**Brief:**
Could you copy every one of the records below, word for word and line for line, with nothing changed?

** start of The input **

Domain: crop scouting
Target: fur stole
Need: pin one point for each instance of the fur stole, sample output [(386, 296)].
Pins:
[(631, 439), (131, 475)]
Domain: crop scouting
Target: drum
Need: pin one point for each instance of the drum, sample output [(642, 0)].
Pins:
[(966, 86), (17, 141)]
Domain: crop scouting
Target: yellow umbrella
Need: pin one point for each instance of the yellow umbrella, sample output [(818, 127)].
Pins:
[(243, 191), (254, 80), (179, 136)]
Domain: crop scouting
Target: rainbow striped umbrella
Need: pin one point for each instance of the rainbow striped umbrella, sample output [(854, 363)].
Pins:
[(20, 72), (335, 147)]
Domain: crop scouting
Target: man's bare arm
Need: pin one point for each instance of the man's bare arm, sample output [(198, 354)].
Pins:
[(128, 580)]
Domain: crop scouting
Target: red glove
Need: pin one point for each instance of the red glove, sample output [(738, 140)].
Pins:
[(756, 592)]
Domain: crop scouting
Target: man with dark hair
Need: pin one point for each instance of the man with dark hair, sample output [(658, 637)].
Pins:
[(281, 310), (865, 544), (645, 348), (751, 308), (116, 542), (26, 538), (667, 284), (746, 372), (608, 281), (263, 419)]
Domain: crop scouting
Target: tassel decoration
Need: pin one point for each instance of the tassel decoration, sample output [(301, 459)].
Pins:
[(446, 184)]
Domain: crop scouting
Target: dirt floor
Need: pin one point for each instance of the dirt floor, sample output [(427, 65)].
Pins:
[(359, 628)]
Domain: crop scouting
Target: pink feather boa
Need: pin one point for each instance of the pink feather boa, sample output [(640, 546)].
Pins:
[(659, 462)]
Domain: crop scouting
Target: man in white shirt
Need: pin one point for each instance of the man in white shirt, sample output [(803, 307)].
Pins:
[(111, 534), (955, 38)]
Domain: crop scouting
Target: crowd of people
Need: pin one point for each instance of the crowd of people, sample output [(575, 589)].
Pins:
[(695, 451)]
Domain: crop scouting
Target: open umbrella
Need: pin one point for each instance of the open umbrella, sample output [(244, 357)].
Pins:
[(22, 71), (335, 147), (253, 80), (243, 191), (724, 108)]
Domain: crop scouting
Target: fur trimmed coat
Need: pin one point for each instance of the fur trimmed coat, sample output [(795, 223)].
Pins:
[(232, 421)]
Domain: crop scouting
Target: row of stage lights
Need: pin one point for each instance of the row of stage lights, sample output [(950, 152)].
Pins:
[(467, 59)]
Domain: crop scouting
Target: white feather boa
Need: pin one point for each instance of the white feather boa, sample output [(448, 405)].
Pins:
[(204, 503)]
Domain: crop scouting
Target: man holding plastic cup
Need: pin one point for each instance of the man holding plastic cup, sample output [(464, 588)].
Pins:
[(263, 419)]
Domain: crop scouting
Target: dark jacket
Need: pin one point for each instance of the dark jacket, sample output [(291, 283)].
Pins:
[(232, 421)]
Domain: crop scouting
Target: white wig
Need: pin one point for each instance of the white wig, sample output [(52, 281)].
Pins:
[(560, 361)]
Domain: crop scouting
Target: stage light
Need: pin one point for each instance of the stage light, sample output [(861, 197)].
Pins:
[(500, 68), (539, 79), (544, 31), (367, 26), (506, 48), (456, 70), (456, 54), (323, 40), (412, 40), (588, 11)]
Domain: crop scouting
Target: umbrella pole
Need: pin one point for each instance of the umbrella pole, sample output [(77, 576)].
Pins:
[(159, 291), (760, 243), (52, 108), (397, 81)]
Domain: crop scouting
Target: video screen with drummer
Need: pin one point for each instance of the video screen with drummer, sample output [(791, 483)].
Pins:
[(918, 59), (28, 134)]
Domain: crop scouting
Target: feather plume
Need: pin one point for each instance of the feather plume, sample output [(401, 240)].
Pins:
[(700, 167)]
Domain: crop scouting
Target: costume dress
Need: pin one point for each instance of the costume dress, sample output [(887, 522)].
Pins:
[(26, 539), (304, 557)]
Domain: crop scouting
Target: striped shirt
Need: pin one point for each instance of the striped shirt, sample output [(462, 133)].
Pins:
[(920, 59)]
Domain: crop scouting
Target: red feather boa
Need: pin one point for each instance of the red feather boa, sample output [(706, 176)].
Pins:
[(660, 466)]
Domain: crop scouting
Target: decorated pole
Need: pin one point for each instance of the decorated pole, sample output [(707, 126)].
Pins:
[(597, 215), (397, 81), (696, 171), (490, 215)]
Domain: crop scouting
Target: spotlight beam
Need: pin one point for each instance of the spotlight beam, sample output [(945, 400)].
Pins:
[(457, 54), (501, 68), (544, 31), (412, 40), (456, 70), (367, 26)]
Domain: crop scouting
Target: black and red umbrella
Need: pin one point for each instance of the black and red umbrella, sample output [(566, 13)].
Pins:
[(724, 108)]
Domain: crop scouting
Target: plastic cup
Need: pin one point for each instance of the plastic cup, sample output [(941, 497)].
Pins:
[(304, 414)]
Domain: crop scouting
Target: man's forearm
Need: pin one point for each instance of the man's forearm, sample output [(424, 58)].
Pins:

** end of The input **

**Response:**
Domain: crop scouting
Target: fur stole
Need: pin one point for each instance of the fur stole, sample output [(386, 296)].
Pins:
[(631, 439), (131, 475)]
Domain: crop scouting
Target: drum
Need: pin one point for each instance of the drum, sample output [(642, 0)].
Pins:
[(966, 86), (17, 141)]
Domain: crop scouting
Target: yellow umbrella
Need: pin one point for each instance of the yellow umbrella, sample output [(818, 127)].
Pins:
[(243, 191), (254, 80), (179, 136)]
Domain: crop scouting
Target: rainbow striped umbrella
Need: pin one point for each instance of the rainbow striped umbrella, sample output [(854, 363)].
Pins:
[(20, 72), (335, 147)]
Domain: crop scouting
Target: man's bare arm
Need: pin one point for each instance of the man's bare arm, sample output [(198, 354)].
Pins:
[(128, 580)]
Domain: crop scouting
Target: red glove
Need: pin one point for each instance of the red glove, sample output [(738, 140)].
Pins:
[(756, 592)]
Domain: crop scouting
Target: man with dark hair
Need: pin one point for each instance of the man with dark hair, sample output [(658, 637)].
Pins:
[(281, 310), (865, 544), (645, 348), (751, 308), (116, 542), (26, 538), (667, 284), (746, 372), (608, 281), (263, 419)]
Domain: crop scouting
Target: tassel decoration
Need: pin one point for each instance of the tassel decoration, sample output [(301, 459)].
Pins:
[(446, 184)]
Domain: crop scouting
Target: dirt floor
Need: pin one point for each instance of the dirt floor, sample output [(427, 65)].
Pins:
[(359, 628)]
Domain: crop scouting
Target: pink feather boa
Need: pin one point for each instance of the pink feather boa, sample output [(640, 546)].
Pins:
[(659, 462)]
Domain: crop scouting
Target: man in white shirt
Need: pin one point for each instance of the man in white shirt, sample output [(803, 307)].
Pins:
[(111, 534), (955, 38)]
Domain: crop scouting
Target: crowd of people
Need: pin one point for each instance of the crowd of people, sample output [(575, 589)].
Pins:
[(695, 451)]
Domain: crop scouting
Target: open umbrella
Need: pin one point for each instance of the open umbrella, sample output [(244, 357)].
Pins:
[(22, 71), (335, 147), (253, 80), (243, 191), (724, 108)]
Domain: crop scouting
Target: fur trimmed coat
Need: pin one point for each instance of the fur trimmed coat, sample output [(795, 223)].
Pins:
[(232, 421)]
Domain: crop scouting
Target: row of stage lights
Need: pin one point for each instance of the row of stage lights, sample output [(950, 152)].
Pins:
[(467, 59)]
Domain: crop scouting
Target: white feather boa
Need: pin one point for each instance of the white feather boa, sample output [(448, 405)].
Pins:
[(204, 503)]
Domain: crop scouting
Target: man holding plastic cup
Need: pin one point for each instance of the man holding plastic cup, sample output [(464, 588)].
Pins:
[(263, 419)]
Domain: crop scouting
Target: dark jacket
Need: pin one point for each instance of the dark jacket, sample output [(291, 283)].
Pins:
[(232, 421)]
Domain: crop scouting
Target: white wig
Need: pin one point for each instance of the white wig, sample output [(52, 281)].
Pins:
[(560, 361)]
Domain: crop scouting
Target: stage light
Need: pin one point for each instance of the stage light, sample output [(861, 197)].
Pins:
[(500, 68), (539, 79), (544, 31), (367, 26), (506, 48), (456, 70), (456, 54), (323, 40), (412, 40), (588, 11)]
Domain: crop scouting
Target: umbrella pole
Need: pin one point for each instance of the umbrella pole, sample output [(77, 576)].
Pins:
[(159, 291), (760, 243), (52, 108), (397, 81)]
Domain: crop scouting
Target: video screen with drummer
Need: pin one point for each instance of the video screen with drummer, sample output [(791, 483)].
Pins:
[(918, 59), (28, 134)]
Domain: crop scouting
Target: feather plume
Need: pin one point for each instance of the feather plume, sample output [(401, 240)].
Pins:
[(700, 167)]
Domain: crop scouting
Target: costume dress
Need: pin one point for each instance of the costume dress, sample output [(887, 522)].
Pins:
[(26, 539), (304, 557)]
Domain: crop scouting
Target: striped shirt
Need: pin one point for each instance of the striped shirt, sample output [(462, 133)].
Pins:
[(920, 59)]
Domain: crop scouting
Target: red feather boa
Need: pin one point for each instance of the red feather boa, sample output [(706, 176)].
Pins:
[(660, 466)]
Domain: crop scouting
Target: decorated pole
Need: pin one point for each instance of the decorated pole, sample output [(707, 126)].
Pins:
[(597, 215), (397, 81), (696, 171), (490, 215)]
Domain: crop scouting
Target: spotlight beam
Need: pin one point for each instance of the spotlight beam, sample output [(945, 400)].
Pins:
[(457, 54), (501, 68), (544, 31), (412, 40), (456, 70), (367, 26)]
Domain: crop scouting
Target: black and red umbrella
Need: pin one point for each instance of the black and red umbrella, sample output [(566, 13)].
Pins:
[(724, 108)]
Domain: crop scouting
Target: plastic cup
Need: pin one point for each instance of the plastic cup, sample output [(941, 497)].
Pins:
[(304, 414)]
Domain: crop scouting
Target: man's forearm
Need: pin one point for each instance of the man's forearm, sample output [(424, 58)].
Pins:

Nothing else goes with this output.